TRECHO PARA LEITURA:

Você pode ver e ouvir a influência de Jones no Capitólio, onde políticos republicanos em busca de atenção muitas vezes parecem estar fazendo testes para vagas no Infowars. Quando a deputada republicana Marjorie Taylor Greene sugere que um massacre de civis poderia ter sido orquestrado para convencer o partido a apoiar medidas de controle de armas, como ela fez em um post no Facebook sobre o massacre de 4 de Julho em Illinois, ela está tocando sucessos do catálogo antigo de Jones.

Ele também teve participação importante no ataque ao Capitólio em 6 de janeiro de 2021, de maneiras que ainda são apuradas. (O painel da Câmara que investiga a insurreição pediu cópia das mensagens de texto de Jones que foram enviadas por engano aos advogados dos queixosos em seu caso de difamação.)

Você também pode ver a influência de Jones na mídia de direita. Quando Tucker Carlson instiga temores nativistas em seu programa na Fox News ou quando um apresentador do Newsmax inventa uma bizarra teoria da conspiração sobre uma tentativa de Nancy Pelosi, a presidente da Câmara, de mandar matar o juiz Brett Kavanaugh, da Suprema Corte, é prova de que o DNA do Infowars entrou na corrente sanguínea conservadora.

REQUISITOS DA TAREFA: Transcreva, sem nenhuma alteração, a parte do trecho sobre a influência de Jones que começa em "Ele também teve" e segue até "caso de difamação.)". Os itens formam um material à parte, independente do trecho.

TRECHOS DOS ITENS:
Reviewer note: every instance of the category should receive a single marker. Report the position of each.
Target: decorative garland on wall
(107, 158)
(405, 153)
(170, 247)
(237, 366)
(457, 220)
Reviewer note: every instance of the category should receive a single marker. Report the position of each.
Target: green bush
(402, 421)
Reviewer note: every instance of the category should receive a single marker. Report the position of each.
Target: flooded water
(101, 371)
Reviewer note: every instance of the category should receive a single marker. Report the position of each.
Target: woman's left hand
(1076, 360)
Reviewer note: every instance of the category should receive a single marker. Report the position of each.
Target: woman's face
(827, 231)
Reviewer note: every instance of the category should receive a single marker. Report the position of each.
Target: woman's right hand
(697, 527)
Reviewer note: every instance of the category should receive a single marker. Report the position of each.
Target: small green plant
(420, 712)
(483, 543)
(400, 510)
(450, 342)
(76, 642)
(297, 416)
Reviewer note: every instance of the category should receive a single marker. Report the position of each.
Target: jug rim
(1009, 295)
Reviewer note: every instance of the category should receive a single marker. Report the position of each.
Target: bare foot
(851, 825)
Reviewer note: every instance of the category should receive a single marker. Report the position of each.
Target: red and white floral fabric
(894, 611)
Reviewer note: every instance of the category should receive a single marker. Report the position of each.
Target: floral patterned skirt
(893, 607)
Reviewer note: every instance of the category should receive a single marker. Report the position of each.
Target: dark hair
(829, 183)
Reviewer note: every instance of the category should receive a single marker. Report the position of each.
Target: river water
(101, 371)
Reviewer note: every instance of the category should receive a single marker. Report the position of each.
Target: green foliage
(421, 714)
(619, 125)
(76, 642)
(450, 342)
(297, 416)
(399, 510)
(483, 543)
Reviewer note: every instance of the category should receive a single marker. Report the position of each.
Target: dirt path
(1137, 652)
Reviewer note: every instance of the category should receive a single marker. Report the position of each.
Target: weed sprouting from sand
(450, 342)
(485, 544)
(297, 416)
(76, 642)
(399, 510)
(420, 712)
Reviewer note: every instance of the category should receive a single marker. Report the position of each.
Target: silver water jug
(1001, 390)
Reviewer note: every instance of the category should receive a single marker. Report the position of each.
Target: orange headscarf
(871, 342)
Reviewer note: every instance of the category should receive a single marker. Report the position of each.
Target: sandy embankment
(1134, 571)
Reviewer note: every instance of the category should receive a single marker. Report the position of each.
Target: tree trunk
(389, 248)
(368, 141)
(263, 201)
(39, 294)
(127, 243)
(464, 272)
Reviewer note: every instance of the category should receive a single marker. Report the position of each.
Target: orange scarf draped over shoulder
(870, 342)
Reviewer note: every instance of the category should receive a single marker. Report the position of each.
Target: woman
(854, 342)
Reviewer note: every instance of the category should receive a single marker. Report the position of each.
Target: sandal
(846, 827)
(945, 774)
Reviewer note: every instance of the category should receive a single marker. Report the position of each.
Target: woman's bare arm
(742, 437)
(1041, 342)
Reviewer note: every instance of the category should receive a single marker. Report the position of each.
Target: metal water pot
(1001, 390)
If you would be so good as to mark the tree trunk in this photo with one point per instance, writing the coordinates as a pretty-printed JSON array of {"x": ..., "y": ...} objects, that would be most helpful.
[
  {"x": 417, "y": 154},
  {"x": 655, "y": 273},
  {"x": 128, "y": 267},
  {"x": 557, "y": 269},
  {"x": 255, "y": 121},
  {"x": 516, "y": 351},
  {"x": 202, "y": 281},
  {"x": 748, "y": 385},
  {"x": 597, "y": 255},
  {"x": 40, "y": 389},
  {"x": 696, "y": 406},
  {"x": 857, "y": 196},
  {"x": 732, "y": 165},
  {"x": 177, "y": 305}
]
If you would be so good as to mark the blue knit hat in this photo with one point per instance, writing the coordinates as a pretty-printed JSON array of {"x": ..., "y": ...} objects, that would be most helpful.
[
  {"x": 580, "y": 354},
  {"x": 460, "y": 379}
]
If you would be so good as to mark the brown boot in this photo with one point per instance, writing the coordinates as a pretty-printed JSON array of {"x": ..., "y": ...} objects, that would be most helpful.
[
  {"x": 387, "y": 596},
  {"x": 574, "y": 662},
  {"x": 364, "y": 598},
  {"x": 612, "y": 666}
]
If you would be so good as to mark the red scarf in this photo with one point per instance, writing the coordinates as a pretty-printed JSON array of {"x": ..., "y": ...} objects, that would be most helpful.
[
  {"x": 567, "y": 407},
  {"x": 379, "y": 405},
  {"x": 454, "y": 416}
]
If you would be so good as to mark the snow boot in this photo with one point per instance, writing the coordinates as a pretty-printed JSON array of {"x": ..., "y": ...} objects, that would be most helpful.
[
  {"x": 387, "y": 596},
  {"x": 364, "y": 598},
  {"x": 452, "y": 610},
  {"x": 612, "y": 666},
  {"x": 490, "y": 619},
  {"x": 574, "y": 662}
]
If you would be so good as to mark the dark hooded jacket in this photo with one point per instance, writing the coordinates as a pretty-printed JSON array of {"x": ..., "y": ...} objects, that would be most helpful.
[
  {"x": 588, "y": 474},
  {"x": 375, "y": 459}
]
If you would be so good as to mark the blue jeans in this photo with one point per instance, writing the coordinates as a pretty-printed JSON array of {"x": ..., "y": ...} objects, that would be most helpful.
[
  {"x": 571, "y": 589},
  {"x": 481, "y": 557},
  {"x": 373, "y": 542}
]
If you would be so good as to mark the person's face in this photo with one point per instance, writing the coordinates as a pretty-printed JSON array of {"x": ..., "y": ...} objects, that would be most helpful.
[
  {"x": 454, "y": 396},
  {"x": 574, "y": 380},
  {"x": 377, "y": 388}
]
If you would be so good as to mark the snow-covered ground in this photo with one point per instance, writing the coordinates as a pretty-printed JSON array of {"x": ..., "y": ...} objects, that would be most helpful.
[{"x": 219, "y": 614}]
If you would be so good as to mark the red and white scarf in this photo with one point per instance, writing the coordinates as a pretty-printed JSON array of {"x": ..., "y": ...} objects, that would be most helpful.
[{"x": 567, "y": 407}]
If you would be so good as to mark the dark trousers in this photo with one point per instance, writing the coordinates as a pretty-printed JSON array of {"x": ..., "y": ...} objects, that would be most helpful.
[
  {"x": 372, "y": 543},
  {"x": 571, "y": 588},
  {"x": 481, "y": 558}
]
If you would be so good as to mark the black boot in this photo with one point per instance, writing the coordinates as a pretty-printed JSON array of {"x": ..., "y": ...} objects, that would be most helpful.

SOLUÇÃO DA TAREFA:
Ele também teve participação importante no ataque ao Capitólio em 6 de janeiro de 2021, de maneiras que ainda são apuradas. (O painel da Câmara que investiga a insurreição pediu cópia das mensagens de texto de Jones que foram enviadas por engano aos advogados dos queixosos em seu caso de difamação.)